Instruction –
Copy every line of the listing below word for word, leaving out the picture.

--- START OF Supplied information ---

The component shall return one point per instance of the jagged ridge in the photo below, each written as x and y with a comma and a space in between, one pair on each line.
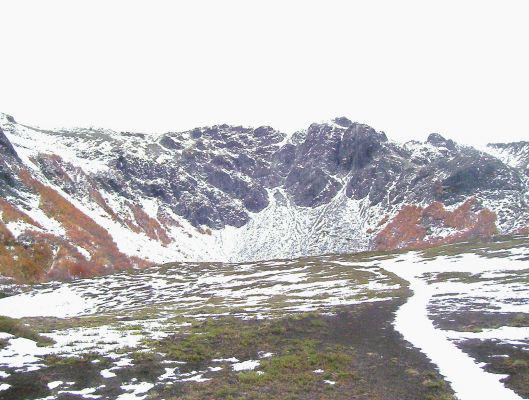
84, 201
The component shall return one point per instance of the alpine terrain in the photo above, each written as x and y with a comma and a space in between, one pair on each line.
244, 263
82, 202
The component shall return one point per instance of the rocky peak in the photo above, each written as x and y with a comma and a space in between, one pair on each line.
358, 146
436, 139
343, 121
6, 148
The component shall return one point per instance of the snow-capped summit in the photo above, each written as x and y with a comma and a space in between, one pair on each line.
81, 201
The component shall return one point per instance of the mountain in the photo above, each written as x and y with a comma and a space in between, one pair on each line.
77, 202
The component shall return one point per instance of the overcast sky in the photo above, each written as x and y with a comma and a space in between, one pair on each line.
408, 68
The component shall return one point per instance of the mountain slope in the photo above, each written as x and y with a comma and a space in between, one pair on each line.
84, 201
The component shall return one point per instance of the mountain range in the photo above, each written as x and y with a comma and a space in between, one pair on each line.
86, 201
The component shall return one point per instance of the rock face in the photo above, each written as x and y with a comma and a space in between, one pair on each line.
85, 201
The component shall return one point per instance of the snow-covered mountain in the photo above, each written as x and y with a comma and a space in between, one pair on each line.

--- END OF Supplied information ---

Task solution –
The component shall return one point per instance of the jagged ridge in the photo below, each written as x and y with a comma and a space in between, one pair on each line.
84, 201
The component shall return one point per instance of the alpine terrain in the photo above, each written as x and y with a comma and a space in between, one pair on each line.
244, 263
82, 202
The component shall return one point per instance of the rocky peak in the photo above, each written as x and y with a comma and a space in between, one pair on each line.
358, 146
436, 139
343, 121
6, 148
The component shall return one point per instance of the snow-capped summit in the photo above, each written as x and y with a comma and a space in between, one pair on each line.
81, 201
The component shall return one point per instance of the mountain in the photo above, each written as x and y with a comma and a space in between, one pair on each line.
77, 202
The component shall return one point per instance of the overcast sky in the photo above, each written as x and y with a comma and a space in between, one pair on each line.
408, 68
The component shall return one point per instance of the mountain slope in the photo above, each written as x and y with a comma and a space in between, one pair on each line.
84, 201
The component shall return one point per instance of the mountain range in the photo above, each written as x and y with a comma and a space in between, one pair on each line.
86, 201
The component shall return one point per instance of the rock face in the photo above, each written as x and y with a comma and a space in between, one pair on each line.
85, 201
The component shall return one point per instance of the snow-covered mountain in the photo above, each written as x and y with a comma and a space in between, one pair on each line.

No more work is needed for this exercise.